Count the lines in the records below that contain the string "dark", treating uppercase and lowercase as different. Reply with only the number.

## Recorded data
·····
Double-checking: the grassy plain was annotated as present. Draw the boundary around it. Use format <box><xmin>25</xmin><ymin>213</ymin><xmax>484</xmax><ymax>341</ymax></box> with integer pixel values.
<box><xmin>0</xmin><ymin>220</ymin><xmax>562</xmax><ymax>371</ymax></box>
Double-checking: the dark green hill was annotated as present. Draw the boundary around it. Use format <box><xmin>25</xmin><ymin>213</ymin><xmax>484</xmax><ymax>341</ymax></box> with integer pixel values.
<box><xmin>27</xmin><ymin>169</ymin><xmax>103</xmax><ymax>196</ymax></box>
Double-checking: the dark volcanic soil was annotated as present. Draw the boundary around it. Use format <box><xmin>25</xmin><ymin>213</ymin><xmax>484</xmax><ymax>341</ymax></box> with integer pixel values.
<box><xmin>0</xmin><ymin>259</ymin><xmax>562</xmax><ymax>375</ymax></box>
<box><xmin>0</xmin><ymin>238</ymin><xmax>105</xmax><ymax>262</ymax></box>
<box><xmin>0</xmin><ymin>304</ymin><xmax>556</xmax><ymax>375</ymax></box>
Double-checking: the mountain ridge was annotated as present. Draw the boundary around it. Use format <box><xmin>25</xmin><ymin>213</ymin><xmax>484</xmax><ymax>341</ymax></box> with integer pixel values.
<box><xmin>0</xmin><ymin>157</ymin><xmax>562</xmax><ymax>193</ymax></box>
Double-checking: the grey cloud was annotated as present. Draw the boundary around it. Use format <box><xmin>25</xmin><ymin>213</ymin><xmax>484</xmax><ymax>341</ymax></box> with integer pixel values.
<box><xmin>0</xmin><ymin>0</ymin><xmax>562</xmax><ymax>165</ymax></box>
·····
## FINISHED EXERCISE
2